"""
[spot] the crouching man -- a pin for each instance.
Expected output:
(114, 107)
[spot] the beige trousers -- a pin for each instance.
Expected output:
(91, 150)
"""
*PROMPT:* Turn the data above into a numbered list with one line per number, leaving out any blank lines.

*TASK ANSWER:*
1. [spot] the crouching man -- a pin for each instance.
2. Expected output:
3. (114, 107)
4. [spot] the beige trousers -- a pin for each instance.
5. Expected output:
6. (91, 150)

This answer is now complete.